_Activity_
From the listing below, pull out the lines that hold "wall".

_Exercise inputs_
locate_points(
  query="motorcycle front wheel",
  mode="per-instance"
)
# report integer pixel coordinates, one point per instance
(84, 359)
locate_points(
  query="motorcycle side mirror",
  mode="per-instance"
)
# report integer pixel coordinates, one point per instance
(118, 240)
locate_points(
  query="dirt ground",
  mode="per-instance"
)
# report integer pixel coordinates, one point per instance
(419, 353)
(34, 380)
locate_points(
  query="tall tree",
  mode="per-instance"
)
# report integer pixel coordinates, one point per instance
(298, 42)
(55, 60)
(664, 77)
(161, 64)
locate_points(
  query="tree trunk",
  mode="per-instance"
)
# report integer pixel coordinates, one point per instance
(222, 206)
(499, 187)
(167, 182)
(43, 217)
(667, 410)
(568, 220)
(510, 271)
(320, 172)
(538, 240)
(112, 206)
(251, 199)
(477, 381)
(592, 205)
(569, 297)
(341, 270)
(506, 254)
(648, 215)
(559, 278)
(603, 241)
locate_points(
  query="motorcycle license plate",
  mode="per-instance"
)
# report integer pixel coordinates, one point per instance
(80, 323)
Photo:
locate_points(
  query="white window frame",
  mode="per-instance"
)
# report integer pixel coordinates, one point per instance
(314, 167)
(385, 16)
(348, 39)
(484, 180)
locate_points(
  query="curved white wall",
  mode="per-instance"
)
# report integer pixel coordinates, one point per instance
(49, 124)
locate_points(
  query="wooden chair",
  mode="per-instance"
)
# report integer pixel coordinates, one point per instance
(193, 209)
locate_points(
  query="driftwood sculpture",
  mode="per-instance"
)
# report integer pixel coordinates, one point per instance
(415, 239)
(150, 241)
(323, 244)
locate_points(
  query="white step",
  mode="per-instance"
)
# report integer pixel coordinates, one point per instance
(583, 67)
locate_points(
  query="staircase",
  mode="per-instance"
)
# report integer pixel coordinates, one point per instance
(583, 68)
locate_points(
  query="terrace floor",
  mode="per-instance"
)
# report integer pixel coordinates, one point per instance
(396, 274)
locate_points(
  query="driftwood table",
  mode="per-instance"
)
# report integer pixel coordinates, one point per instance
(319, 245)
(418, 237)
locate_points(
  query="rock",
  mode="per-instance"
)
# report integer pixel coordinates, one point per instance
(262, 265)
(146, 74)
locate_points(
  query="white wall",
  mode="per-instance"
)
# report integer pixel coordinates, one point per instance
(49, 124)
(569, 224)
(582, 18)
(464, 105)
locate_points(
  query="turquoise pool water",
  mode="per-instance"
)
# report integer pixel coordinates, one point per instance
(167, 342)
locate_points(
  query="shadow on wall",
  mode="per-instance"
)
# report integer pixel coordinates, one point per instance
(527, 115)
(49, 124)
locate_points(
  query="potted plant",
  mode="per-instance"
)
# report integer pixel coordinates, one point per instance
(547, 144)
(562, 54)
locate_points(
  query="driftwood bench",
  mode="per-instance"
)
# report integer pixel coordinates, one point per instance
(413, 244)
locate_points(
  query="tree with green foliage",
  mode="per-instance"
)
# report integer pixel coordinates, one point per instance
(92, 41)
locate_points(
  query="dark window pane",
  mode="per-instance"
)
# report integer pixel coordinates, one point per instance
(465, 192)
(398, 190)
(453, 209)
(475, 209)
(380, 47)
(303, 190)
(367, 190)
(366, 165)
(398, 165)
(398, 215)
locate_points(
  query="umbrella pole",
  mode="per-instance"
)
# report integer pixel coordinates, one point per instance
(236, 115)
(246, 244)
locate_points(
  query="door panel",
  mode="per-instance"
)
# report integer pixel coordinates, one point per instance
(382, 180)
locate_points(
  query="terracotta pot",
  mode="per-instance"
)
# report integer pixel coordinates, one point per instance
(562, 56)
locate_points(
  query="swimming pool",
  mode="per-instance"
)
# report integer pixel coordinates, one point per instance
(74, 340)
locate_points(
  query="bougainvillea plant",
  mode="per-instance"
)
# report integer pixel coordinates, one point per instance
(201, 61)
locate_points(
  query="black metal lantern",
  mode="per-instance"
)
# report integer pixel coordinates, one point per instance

_Result for this task_
  query="curved white wall",
  query="white wall",
  query="shadow on wall",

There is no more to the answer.